Saved data entries

▶

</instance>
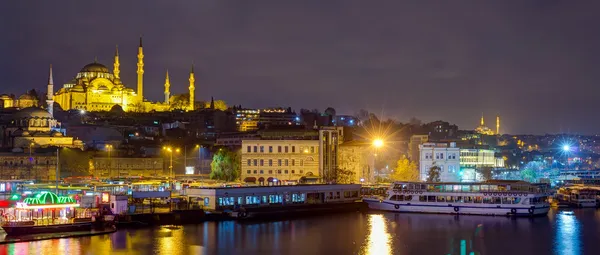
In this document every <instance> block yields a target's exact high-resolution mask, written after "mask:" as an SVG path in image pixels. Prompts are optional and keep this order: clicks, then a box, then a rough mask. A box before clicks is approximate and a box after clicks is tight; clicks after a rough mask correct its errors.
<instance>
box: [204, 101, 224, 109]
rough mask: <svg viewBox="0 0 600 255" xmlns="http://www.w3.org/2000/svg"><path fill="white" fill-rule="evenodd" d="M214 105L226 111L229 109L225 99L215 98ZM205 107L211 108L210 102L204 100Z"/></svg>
mask: <svg viewBox="0 0 600 255" xmlns="http://www.w3.org/2000/svg"><path fill="white" fill-rule="evenodd" d="M213 102H214V106H215V110H221V111H225V110H227V104H226V103H225V101H223V100H215V101H213ZM204 108H210V102H204Z"/></svg>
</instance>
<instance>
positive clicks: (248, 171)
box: [240, 140, 320, 185]
mask: <svg viewBox="0 0 600 255" xmlns="http://www.w3.org/2000/svg"><path fill="white" fill-rule="evenodd" d="M319 153H320V148H319V141H318V140H243V141H242V150H241V154H242V155H241V175H240V176H241V177H240V178H241V180H242V181H244V182H248V183H256V184H259V185H279V184H285V183H297V182H299V181H301V179H302V178H304V180H306V181H309V180H314V179H315V178H318V177H319V176H320V171H319Z"/></svg>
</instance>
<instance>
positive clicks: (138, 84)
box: [137, 36, 144, 102]
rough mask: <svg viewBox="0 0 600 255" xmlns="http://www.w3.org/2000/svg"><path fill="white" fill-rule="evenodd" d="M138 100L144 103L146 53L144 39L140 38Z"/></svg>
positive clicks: (137, 71)
mask: <svg viewBox="0 0 600 255" xmlns="http://www.w3.org/2000/svg"><path fill="white" fill-rule="evenodd" d="M137 74H138V92H137V93H138V98H139V101H140V102H144V52H143V49H142V37H141V36H140V46H139V47H138V70H137Z"/></svg>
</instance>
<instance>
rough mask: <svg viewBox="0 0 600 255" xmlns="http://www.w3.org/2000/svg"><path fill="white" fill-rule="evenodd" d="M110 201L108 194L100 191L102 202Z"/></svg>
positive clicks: (103, 202) (108, 195)
mask: <svg viewBox="0 0 600 255" xmlns="http://www.w3.org/2000/svg"><path fill="white" fill-rule="evenodd" d="M108 201H110V195H109V194H108V193H106V192H105V193H102V203H108Z"/></svg>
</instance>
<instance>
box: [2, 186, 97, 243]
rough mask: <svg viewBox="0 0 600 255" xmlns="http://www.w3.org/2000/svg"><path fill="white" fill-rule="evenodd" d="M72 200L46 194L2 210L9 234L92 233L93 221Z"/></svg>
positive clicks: (16, 202)
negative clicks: (59, 232)
mask: <svg viewBox="0 0 600 255" xmlns="http://www.w3.org/2000/svg"><path fill="white" fill-rule="evenodd" d="M77 208H79V204H78V203H77V202H76V201H75V200H74V199H73V198H70V197H66V196H57V195H56V194H54V193H52V192H42V193H39V194H37V195H35V196H32V197H29V198H25V199H24V200H23V201H21V202H16V204H15V206H13V207H11V208H7V209H5V210H4V211H2V216H3V217H2V223H1V226H2V229H3V230H4V231H5V232H6V233H7V235H30V234H40V233H59V232H72V231H89V230H91V228H92V224H93V218H92V217H91V215H88V213H86V212H85V210H77Z"/></svg>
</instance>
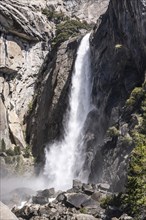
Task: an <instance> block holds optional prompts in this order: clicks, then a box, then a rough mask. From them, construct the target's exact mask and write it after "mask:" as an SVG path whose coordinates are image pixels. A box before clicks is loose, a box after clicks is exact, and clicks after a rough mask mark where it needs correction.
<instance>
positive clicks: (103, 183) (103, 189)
mask: <svg viewBox="0 0 146 220" xmlns="http://www.w3.org/2000/svg"><path fill="white" fill-rule="evenodd" d="M98 187H99V189H101V190H105V191H108V190H109V189H110V185H109V184H108V183H100V184H99V186H98Z"/></svg>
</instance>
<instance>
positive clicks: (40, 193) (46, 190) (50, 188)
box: [37, 188, 55, 198]
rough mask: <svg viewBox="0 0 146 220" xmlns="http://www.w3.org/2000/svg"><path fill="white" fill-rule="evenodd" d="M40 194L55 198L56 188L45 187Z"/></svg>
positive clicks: (37, 194)
mask: <svg viewBox="0 0 146 220" xmlns="http://www.w3.org/2000/svg"><path fill="white" fill-rule="evenodd" d="M37 195H38V196H43V197H46V198H54V197H55V189H54V188H50V189H45V190H43V191H38V194H37Z"/></svg>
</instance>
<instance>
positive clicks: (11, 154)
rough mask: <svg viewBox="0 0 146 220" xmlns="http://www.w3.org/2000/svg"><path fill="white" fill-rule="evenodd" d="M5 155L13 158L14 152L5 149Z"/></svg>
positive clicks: (9, 150) (11, 150) (11, 148)
mask: <svg viewBox="0 0 146 220" xmlns="http://www.w3.org/2000/svg"><path fill="white" fill-rule="evenodd" d="M6 154H7V155H8V156H15V152H14V150H13V149H12V148H9V149H7V150H6Z"/></svg>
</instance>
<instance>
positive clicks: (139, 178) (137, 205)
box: [123, 83, 146, 219]
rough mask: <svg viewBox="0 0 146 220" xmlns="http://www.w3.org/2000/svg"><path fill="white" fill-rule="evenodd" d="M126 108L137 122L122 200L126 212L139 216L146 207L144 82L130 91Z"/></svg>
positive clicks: (144, 103)
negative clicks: (126, 108) (133, 148)
mask: <svg viewBox="0 0 146 220" xmlns="http://www.w3.org/2000/svg"><path fill="white" fill-rule="evenodd" d="M126 108H127V109H126V110H127V111H130V112H131V114H133V113H135V114H136V117H137V124H136V125H135V127H134V128H133V129H132V130H131V131H130V135H131V137H132V139H133V142H134V145H135V148H134V149H133V151H132V153H131V156H130V163H129V169H128V179H127V184H126V194H125V196H124V198H123V202H124V204H125V206H126V211H127V212H128V213H130V214H131V215H134V216H139V215H140V213H141V212H142V210H144V209H146V83H144V84H143V85H142V87H136V88H135V89H134V90H133V91H132V93H131V96H130V98H129V99H128V100H127V103H126ZM137 219H139V218H138V217H137Z"/></svg>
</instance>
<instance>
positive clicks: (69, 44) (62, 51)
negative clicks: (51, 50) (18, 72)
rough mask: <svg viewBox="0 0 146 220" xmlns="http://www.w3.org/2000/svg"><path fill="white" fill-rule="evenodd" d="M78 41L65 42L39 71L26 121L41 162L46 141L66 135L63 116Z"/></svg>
mask: <svg viewBox="0 0 146 220" xmlns="http://www.w3.org/2000/svg"><path fill="white" fill-rule="evenodd" d="M78 41H79V40H78V38H74V39H72V40H69V41H66V42H64V43H63V44H62V45H61V46H60V47H59V48H54V50H53V51H52V52H51V53H50V54H48V56H47V57H46V60H45V62H44V64H43V66H42V69H41V70H40V73H39V76H38V80H37V84H36V91H37V93H38V95H37V96H36V99H35V100H34V106H33V110H32V112H31V114H30V115H29V117H28V118H27V124H28V126H27V141H28V142H30V143H31V144H32V146H33V153H34V155H35V156H36V157H37V159H38V161H39V162H43V160H44V147H45V144H46V143H47V142H51V141H54V140H55V139H59V138H60V137H61V135H62V134H63V116H64V114H65V111H66V107H67V104H68V95H69V88H70V82H71V75H72V70H73V64H74V60H75V57H76V51H77V47H78Z"/></svg>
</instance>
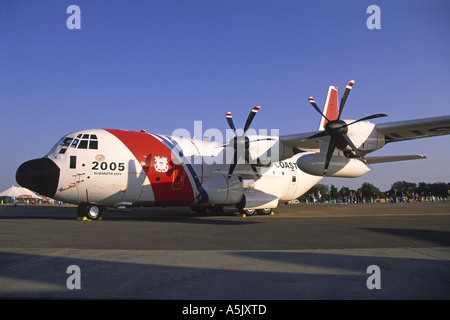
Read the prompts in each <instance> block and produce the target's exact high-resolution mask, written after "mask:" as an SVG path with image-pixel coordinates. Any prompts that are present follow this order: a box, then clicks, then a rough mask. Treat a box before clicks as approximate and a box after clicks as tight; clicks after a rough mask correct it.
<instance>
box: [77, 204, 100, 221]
mask: <svg viewBox="0 0 450 320" xmlns="http://www.w3.org/2000/svg"><path fill="white" fill-rule="evenodd" d="M101 214H102V208H101V207H99V206H97V205H94V204H88V203H81V204H80V205H79V206H78V208H77V215H78V217H79V218H86V219H89V220H98V219H100V216H101Z"/></svg>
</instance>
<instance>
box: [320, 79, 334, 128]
mask: <svg viewBox="0 0 450 320" xmlns="http://www.w3.org/2000/svg"><path fill="white" fill-rule="evenodd" d="M323 114H324V115H325V116H326V117H327V119H329V120H330V121H333V120H337V119H338V117H339V103H338V95H337V89H336V88H335V87H334V86H330V88H329V89H328V95H327V100H326V101H325V107H324V109H323ZM327 119H325V118H324V117H322V118H321V120H320V124H319V130H325V125H326V124H327V122H328V121H327Z"/></svg>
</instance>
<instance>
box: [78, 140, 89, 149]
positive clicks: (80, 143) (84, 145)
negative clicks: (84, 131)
mask: <svg viewBox="0 0 450 320" xmlns="http://www.w3.org/2000/svg"><path fill="white" fill-rule="evenodd" d="M87 143H88V140H81V141H80V143H79V144H78V149H87Z"/></svg>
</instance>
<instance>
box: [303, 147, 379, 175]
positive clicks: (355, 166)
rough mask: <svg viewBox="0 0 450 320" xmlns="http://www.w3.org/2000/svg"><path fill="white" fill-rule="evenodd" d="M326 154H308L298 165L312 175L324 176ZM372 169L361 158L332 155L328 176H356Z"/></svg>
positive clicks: (328, 171) (303, 156)
mask: <svg viewBox="0 0 450 320" xmlns="http://www.w3.org/2000/svg"><path fill="white" fill-rule="evenodd" d="M325 157H326V155H325V154H320V153H316V154H306V155H304V156H301V157H300V158H298V160H297V165H298V167H299V168H300V169H301V170H302V171H304V172H306V173H308V174H311V175H314V176H322V175H323V168H324V166H325ZM369 171H370V168H369V167H368V166H367V165H366V164H365V163H364V162H362V161H361V160H358V159H354V158H353V159H352V158H350V159H348V158H344V157H338V156H332V157H331V161H330V165H329V166H328V170H327V177H340V178H356V177H360V176H362V175H364V174H366V173H367V172H369Z"/></svg>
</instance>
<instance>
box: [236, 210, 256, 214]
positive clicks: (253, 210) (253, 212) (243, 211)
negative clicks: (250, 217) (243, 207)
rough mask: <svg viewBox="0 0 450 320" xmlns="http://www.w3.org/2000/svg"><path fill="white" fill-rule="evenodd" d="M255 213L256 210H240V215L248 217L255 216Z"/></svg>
mask: <svg viewBox="0 0 450 320" xmlns="http://www.w3.org/2000/svg"><path fill="white" fill-rule="evenodd" d="M255 212H256V210H255V209H240V210H239V213H241V214H245V215H246V216H252V215H254V214H255Z"/></svg>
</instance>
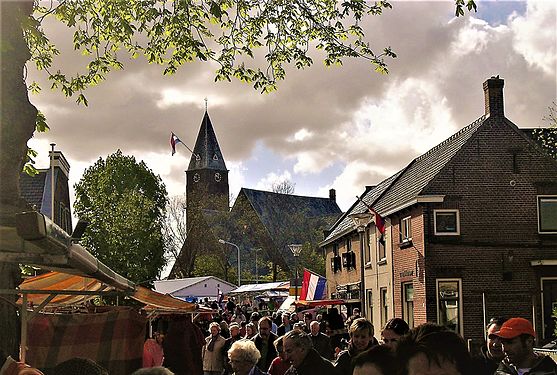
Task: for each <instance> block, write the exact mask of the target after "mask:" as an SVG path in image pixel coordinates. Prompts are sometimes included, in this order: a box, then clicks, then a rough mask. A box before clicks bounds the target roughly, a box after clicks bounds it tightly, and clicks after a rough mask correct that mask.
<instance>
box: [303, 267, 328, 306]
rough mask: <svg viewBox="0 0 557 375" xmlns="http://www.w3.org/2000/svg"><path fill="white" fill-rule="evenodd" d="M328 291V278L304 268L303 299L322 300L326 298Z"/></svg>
mask: <svg viewBox="0 0 557 375" xmlns="http://www.w3.org/2000/svg"><path fill="white" fill-rule="evenodd" d="M326 293H327V279H326V278H324V277H323V276H319V275H318V274H316V273H313V272H311V271H310V270H308V269H306V268H304V278H303V280H302V291H301V292H300V299H301V300H303V301H315V300H320V299H324V298H325V294H326Z"/></svg>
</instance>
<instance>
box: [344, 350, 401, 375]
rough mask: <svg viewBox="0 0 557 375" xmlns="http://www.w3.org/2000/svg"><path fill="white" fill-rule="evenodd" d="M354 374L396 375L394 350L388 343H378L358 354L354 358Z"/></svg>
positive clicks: (395, 364)
mask: <svg viewBox="0 0 557 375" xmlns="http://www.w3.org/2000/svg"><path fill="white" fill-rule="evenodd" d="M352 365H353V367H354V372H353V373H352V374H353V375H395V374H396V370H397V368H396V359H395V355H394V352H393V351H392V350H391V348H390V347H388V346H386V345H376V346H374V347H373V348H371V349H368V350H365V351H363V352H362V353H360V354H358V355H357V356H356V357H354V359H353V360H352Z"/></svg>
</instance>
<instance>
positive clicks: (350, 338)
mask: <svg viewBox="0 0 557 375" xmlns="http://www.w3.org/2000/svg"><path fill="white" fill-rule="evenodd" d="M348 333H349V335H350V341H349V342H348V349H346V350H344V351H342V352H340V353H339V355H338V357H337V361H336V364H335V367H336V368H337V370H338V371H337V372H338V373H339V374H341V375H351V374H352V371H353V368H352V364H351V361H352V359H353V358H354V357H355V356H356V355H358V354H360V353H361V352H363V351H364V350H367V349H370V348H371V347H373V346H375V345H377V344H378V343H377V340H375V337H373V334H374V333H375V332H374V329H373V324H371V322H370V321H369V320H367V319H365V318H359V319H356V320H354V321H353V322H352V325H351V326H350V329H349V331H348Z"/></svg>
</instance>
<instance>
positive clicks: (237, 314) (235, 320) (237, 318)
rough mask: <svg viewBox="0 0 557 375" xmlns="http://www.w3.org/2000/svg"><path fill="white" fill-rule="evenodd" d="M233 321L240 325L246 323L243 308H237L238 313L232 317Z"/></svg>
mask: <svg viewBox="0 0 557 375" xmlns="http://www.w3.org/2000/svg"><path fill="white" fill-rule="evenodd" d="M232 321H233V322H236V323H238V324H240V323H242V322H245V321H246V316H245V315H244V313H243V312H242V308H241V307H240V306H236V311H235V312H234V315H232Z"/></svg>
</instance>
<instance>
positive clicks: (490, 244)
mask: <svg viewBox="0 0 557 375" xmlns="http://www.w3.org/2000/svg"><path fill="white" fill-rule="evenodd" d="M504 121H505V120H503V118H500V117H499V118H491V119H488V120H487V123H486V124H484V125H483V128H482V129H481V130H480V131H479V133H478V134H476V136H475V137H474V138H473V139H471V141H470V142H469V143H468V144H467V145H465V146H464V147H463V148H462V150H461V151H460V153H459V154H458V155H457V156H456V157H455V158H454V159H453V161H452V162H451V163H450V164H448V165H447V167H446V168H445V169H444V170H443V171H442V172H441V173H440V174H439V175H438V177H437V178H436V179H435V180H434V181H433V182H432V183H431V184H430V186H429V188H428V189H427V194H445V196H446V197H445V202H444V203H443V204H436V205H430V206H429V207H427V208H425V210H424V215H423V218H424V220H425V223H424V234H425V236H426V241H427V243H426V250H425V261H426V266H425V272H426V274H425V275H426V285H427V288H426V305H427V314H426V315H427V319H428V320H433V321H436V319H437V308H436V298H437V296H436V281H435V280H436V279H438V278H461V279H462V294H463V296H462V297H463V301H462V302H463V303H462V306H463V311H462V313H463V335H464V337H465V338H470V339H475V340H481V339H482V337H483V326H484V318H483V298H484V297H485V301H486V306H485V309H486V315H487V319H489V318H491V317H494V316H522V317H525V318H528V319H530V320H532V321H534V322H535V324H536V327H535V328H536V330H537V331H538V332H541V331H542V330H543V327H542V316H541V302H540V293H541V290H540V277H541V276H542V275H553V276H557V274H556V273H555V269H554V268H553V269H552V268H547V267H546V268H543V267H532V266H531V265H530V262H531V261H532V260H536V259H557V241H556V239H557V238H556V236H555V235H545V236H544V235H540V234H538V228H537V219H538V213H537V200H536V199H537V198H536V196H537V195H538V194H557V165H556V164H555V163H553V162H551V161H550V160H549V159H547V158H546V157H544V156H542V155H541V154H540V153H539V152H538V151H537V150H536V148H535V147H534V146H533V145H532V144H531V143H529V142H528V141H526V140H525V139H524V138H523V137H522V136H521V135H519V134H517V132H516V131H515V130H514V129H513V128H512V126H511V125H508V124H506V123H505V122H504ZM513 155H516V156H513ZM435 208H457V209H459V214H460V235H459V236H447V237H444V236H435V235H434V232H433V214H434V212H433V210H434V209H435ZM395 274H396V273H395ZM504 278H505V279H504ZM508 278H510V279H508Z"/></svg>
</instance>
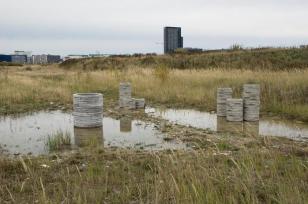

◀

=== Work task ===
Copy out everything from the start of the rows down to and including the line that contains "105L226 111L229 109L225". Leave the pictures out of your copy.

=== Result of the task ===
</instance>
In this document every <instance> block yields a target's exact high-resolution mask, written after "mask:" as an SVG path in image pixels. Prompts are optional and keep this order: clicks, then a box, then a rough mask. A box before clicks is approximate and a box after clicks is tight; clicks after a rough mask correct its errors.
<instance>
box: [204, 101, 224, 109]
rough mask: <svg viewBox="0 0 600 255" xmlns="http://www.w3.org/2000/svg"><path fill="white" fill-rule="evenodd" d="M214 105L226 111L229 109L225 99L215 98ZM205 107L211 108L210 102L204 100Z"/></svg>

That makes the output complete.